Your objective:
Rewrite every entry below, swapping "thickest part" for "widest part" and keeping everything else the same.

Task data:
----

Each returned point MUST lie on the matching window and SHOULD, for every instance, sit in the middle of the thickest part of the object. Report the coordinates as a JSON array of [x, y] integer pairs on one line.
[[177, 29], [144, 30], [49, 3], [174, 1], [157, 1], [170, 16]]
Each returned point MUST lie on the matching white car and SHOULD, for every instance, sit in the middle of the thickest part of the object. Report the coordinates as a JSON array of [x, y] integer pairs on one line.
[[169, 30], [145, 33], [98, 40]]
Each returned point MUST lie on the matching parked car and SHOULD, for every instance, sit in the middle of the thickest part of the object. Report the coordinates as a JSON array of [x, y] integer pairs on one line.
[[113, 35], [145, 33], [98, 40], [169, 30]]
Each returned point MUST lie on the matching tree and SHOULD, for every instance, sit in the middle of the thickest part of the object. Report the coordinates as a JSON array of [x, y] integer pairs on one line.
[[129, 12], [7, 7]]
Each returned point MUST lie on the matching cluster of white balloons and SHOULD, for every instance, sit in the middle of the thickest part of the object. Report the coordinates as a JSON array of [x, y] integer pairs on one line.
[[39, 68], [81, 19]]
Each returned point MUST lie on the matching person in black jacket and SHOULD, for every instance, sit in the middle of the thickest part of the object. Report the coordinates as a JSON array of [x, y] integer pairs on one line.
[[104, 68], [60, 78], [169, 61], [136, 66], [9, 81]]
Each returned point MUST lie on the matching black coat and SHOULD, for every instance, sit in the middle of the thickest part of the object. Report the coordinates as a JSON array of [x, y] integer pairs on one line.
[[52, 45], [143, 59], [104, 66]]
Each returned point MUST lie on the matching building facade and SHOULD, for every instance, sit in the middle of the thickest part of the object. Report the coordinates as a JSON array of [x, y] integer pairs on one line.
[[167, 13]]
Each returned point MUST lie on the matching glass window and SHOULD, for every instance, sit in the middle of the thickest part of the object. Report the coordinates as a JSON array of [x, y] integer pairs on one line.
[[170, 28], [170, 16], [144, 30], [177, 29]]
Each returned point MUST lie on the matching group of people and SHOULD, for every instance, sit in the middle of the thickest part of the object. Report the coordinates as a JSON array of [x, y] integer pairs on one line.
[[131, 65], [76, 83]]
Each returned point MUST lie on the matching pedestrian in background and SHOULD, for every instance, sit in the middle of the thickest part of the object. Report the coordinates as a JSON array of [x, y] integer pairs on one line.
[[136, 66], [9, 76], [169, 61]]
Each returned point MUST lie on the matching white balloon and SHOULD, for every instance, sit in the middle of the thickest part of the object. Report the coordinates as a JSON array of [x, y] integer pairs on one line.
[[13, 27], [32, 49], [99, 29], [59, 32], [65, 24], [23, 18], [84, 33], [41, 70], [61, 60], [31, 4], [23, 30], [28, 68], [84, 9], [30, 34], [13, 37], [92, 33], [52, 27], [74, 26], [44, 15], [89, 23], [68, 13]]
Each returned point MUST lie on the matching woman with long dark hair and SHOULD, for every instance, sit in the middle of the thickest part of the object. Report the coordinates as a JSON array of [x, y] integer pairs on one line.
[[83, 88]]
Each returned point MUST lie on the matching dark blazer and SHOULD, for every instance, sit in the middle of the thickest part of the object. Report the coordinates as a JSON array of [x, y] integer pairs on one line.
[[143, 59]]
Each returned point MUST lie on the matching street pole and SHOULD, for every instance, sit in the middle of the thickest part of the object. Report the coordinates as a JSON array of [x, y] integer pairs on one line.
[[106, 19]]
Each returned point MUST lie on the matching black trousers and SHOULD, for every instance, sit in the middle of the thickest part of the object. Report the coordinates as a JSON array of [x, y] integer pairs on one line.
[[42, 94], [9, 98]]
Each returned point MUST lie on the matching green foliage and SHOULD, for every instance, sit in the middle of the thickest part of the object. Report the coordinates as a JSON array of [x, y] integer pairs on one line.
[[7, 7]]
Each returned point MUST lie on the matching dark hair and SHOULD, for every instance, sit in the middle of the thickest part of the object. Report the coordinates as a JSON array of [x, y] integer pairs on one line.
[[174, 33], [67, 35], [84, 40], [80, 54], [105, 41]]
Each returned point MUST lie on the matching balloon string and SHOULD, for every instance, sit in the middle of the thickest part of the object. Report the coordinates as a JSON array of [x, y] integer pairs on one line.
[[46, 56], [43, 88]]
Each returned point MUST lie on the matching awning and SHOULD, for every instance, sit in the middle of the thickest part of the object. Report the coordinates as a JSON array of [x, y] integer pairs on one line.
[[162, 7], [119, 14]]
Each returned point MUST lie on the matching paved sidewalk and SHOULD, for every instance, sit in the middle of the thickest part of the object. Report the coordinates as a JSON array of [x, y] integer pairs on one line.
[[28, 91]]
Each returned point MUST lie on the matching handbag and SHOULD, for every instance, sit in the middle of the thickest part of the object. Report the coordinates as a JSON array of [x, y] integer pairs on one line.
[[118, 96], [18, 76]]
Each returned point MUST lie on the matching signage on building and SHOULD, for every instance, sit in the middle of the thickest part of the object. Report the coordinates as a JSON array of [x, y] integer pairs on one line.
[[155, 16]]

----

Output for this exercise:
Each returned point MUST lie on the matching window and SHOULD, for every instance, sit in the middle of the widest part of the object. Report the coordinates as a JSON array of [x, y] integer pairs on one line.
[[177, 29], [144, 30], [49, 3], [174, 1], [157, 1], [170, 16]]
Each returned point MUST lie on the matching white car and SHOULD, for every instance, sit in the middle of the widest part of the object. Report the coordinates as a JSON array of [x, y] integer pairs on one line.
[[169, 30], [145, 33], [98, 40]]
Each returned point MUST lie on the matching parked car and SHOULD, for every instance, sit in the middle of the widest part of the object. Report the coordinates as a JSON array of [x, y] integer pairs on one line.
[[113, 35], [145, 33], [98, 40], [169, 30]]
Each returned point MUST lie on the matching tree and SHOULD, for every instance, sit in the middle of the widest part of the object. Report the coordinates as a JSON array of [x, y] integer pairs on one line.
[[129, 12], [7, 7]]
Each returned point MUST lie on the matching cluster of white balloons and SHOULD, for every instance, sit in the middle of the widest part of the object. Report the coordinates as a JSON array of [x, y] integer pairs on one line.
[[39, 68], [81, 19]]
Each returned point MUST lie on the matching person in black jacket and SHOULD, for every instance, sit in the middle of the widest part of the object. Report the coordinates as a JSON array of [x, y] integer pairs on one line.
[[104, 68], [60, 78], [169, 61], [136, 66], [9, 81]]
Each returned point MUST lie on the matching black coat and SHOULD, for every instance, sit in the middle of the widest part of the object. Report the coordinates as a JSON array of [x, y] integer pairs on one line.
[[52, 45], [143, 59], [104, 66]]
Each returned point MUST lie on the matching building facade and SHOULD, for every instance, sit in the middle of the widest part of the object. Report the coordinates as a JSON array of [x, y] integer pairs on one line.
[[167, 13]]
Each returned point MUST lie on the matching glass window and SHOULD, for every instance, sit in the middle of the widest part of the object. Report the coordinates as a JSON array of [x, y] integer pairs on one line.
[[170, 28], [170, 16], [144, 30], [177, 29]]
Each returned point MUST lie on the matching group of people and SHOULD, for every instance, sit in the middle of the widest part of the object. Report the coordinates as a JSON array of [x, y] integer pairs on one line.
[[131, 65], [76, 83]]
Each returned point MUST lie on the matching pedestrian in background and SHOULD, for every instance, sit in the middle of the widest part of the object. Report the coordinates as a JSON array of [x, y] integer pairs on one line.
[[136, 66], [9, 76], [169, 61]]
Each returned point MUST lie on the matching white balloon and SHOULD, for every instance, sit in the middle of the widest part of the object. Report the coordinates as a JSON array of [x, y] integer pairs on one line.
[[13, 27], [32, 49], [99, 29], [59, 32], [65, 24], [23, 18], [84, 33], [41, 70], [61, 60], [31, 4], [23, 30], [28, 68], [84, 9], [30, 34], [13, 37], [92, 33], [52, 27], [74, 26], [44, 15], [89, 23], [68, 13]]
Each returned point MUST lie on the matching woman with long dark hair and SHOULD, for every instance, sit in the middle of the widest part of the object. Report the coordinates as a JSON array of [x, y] integer pairs on one line.
[[83, 88]]
Each returned point MUST lie on the matching dark blazer and SHOULD, for every instance, sit in the middle of the widest part of the object. Report the coordinates as a JSON array of [x, y] integer pairs on one line.
[[143, 59]]
Each returned point MUST lie on the matching street pole and SHOULD, for every instance, sit in the middle of the widest part of the object. Report the coordinates as a JSON array of [x, y] integer pairs on one line.
[[106, 19]]
Each returned point MUST lie on the matching black trousers and SHOULD, for every instance, sit in the middle of the widest part of the object. Report the coordinates as a JSON array of [x, y] integer pairs on one line.
[[42, 94], [9, 98]]
Each returned point MUST lie on the matching green foliage and SHOULD, for every instance, sit in the middle of the widest part of the object. Report the coordinates as a JSON array of [x, y] integer pairs on one line.
[[7, 7]]
Each returned point MUST lie on the matching dark hair and SHOULD, for every instance, sit in the middle of the widest part of the object. Report the coordinates as a JSON array of [x, y] integer pairs on one line.
[[174, 33], [67, 35], [84, 40], [80, 54], [105, 41]]
Each returned point MUST lie on the matching balloon string and SHOULD, for every instance, sit in the middle of the widest part of the object. Report the coordinates as a JSON array of [x, y] integer pairs on one line.
[[46, 56], [43, 88]]
Each returned point MUST lie on the matching awning and SHOULD, for every instance, sit in the middle of the widest part of the object. Report the coordinates as a JSON array of [x, y] integer pairs on one line.
[[162, 7], [119, 14]]
Each returned point MUST lie on the matching paved sidewalk and SHOULD, for every instance, sit in the middle of the widest part of the object. Report the coordinates as a JSON array of [x, y] integer pairs on one line.
[[28, 91]]
Each returned point MUST lie on the matching handbag and SHOULD, for every instance, sit in the middle of the widest part of the object. Report the coordinates as a JSON array of [x, y] integer pairs on one line.
[[118, 96], [18, 76]]
Each returned point MUST lie on the matching signage on building and SHOULD, for every instance, sit in the middle of the widest part of the object. Report the coordinates as a JSON array of [x, y] integer pairs on one line.
[[155, 16]]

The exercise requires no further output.